**What you have to do**
Reproduce part of the aviation news text word for word, beginning at the words that have "Asian airline puzzled" and stopping after "clogged and unusable.".

**Text block**
Content starts
Bev May sends this information reference the article in NetLetter nr 1097 by Bill Cameron - CF-CRR was operated by Transair/Midwest out of Winnipeg in the early 1970's (!973-74). I believe It had been converted to a water-bomber at that time and was used on fires in northern Manitoba. Somewhere in my stuff I believe I have a photo of the aircraft at that time.
CONCORDE'S HEATHROW HOME AT RISK
Officials at London's Heathrow airport say they just can't find a good spot to display their Concorde and may have to get rid of it, a prospect that has Concorde fans up in arms. "The Queen of the Skies should now be the Queen of Heathrow," said Ben Lord, spokesman for the Save Concorde Group. Instead, the airplane has been shuffled around from place to place, and is now stored behind a maintenance hangar. Earlier this year, the airport tried to sell off the airplane to a buyer in Dubai, but the deal fell through. Plans to display the Concorde in British Airway's new terminal also did not materialize. "Heathrow is the world's most congested airport and finding a permanent location is not proving straightforward," an airline spokesperson told the London Times. "We are looking at a number of options for the aircraft including a permanent home at Heathrow but have not made any decisions." Lord said his group would vehemently oppose moving the airplane. "Heathrow played a vital role in the 27 years of Concorde's commercial lifetime, and it's critical that Alpha Bravo remains there," he said.
The AN-225, the worlds largest commercial freight aircraft has entered the record books having flown a generator from Frankfurt to Yerevan Armenia. The flight took place August 11th last and the unit plus loading frame weighed 189.98 tonnes The sole example of this aircraft is owned by Antonov Airlines.
Asian airline puzzled by mysterious mid-air toilet clogs
Any time you put 300 people in a metal tube, the strain on the in-flight toilet system is going to be immense - but Hong Kong based airline Cathay Pacific is having more than just a bit of trouble.
The airline is actually dealing with a huge mystery. Their toilets are so unreliable that a Hong Kong bound flight had to make an unscheduled landing in Mumbai, India when all ten of the bathrooms became clogged and unusable.
Content ends
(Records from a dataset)
Content starts
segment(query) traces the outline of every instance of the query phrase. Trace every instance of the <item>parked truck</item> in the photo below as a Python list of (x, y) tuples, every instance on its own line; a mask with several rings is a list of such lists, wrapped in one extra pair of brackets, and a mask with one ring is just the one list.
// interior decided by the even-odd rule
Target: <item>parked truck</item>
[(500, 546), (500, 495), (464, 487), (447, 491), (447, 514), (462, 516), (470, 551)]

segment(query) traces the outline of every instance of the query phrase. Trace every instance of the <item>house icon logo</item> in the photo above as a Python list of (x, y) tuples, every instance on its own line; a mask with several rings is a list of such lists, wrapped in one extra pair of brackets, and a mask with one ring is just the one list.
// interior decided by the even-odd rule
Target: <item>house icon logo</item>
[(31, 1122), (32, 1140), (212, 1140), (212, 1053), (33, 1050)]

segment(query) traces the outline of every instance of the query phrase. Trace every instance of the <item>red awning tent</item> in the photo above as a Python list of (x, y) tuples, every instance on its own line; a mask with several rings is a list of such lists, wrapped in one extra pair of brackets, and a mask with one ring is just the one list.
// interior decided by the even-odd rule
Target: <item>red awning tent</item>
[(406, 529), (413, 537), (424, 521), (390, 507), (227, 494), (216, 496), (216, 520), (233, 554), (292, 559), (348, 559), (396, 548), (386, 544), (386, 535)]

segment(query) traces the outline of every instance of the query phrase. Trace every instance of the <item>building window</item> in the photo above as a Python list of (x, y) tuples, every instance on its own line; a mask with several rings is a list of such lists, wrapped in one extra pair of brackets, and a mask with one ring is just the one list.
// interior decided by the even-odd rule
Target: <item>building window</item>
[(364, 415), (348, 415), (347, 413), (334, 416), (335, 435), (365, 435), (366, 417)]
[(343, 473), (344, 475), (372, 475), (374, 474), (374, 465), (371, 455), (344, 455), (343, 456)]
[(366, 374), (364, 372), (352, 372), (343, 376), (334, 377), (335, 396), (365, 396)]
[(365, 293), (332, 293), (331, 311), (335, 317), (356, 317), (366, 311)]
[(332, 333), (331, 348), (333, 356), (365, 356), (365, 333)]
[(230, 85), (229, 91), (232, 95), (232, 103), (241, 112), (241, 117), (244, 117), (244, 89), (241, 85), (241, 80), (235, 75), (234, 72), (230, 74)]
Content ends
**Reply**
Asian airline puzzled by mysterious mid-air toilet clogs
Any time you put 300 people in a metal tube, the strain on the in-flight toilet system is going to be immense - but Hong Kong based airline Cathay Pacific is having more than just a bit of trouble.
The airline is actually dealing with a huge mystery. Their toilets are so unreliable that a Hong Kong bound flight had to make an unscheduled landing in Mumbai, India when all ten of the bathrooms became clogged and unusable.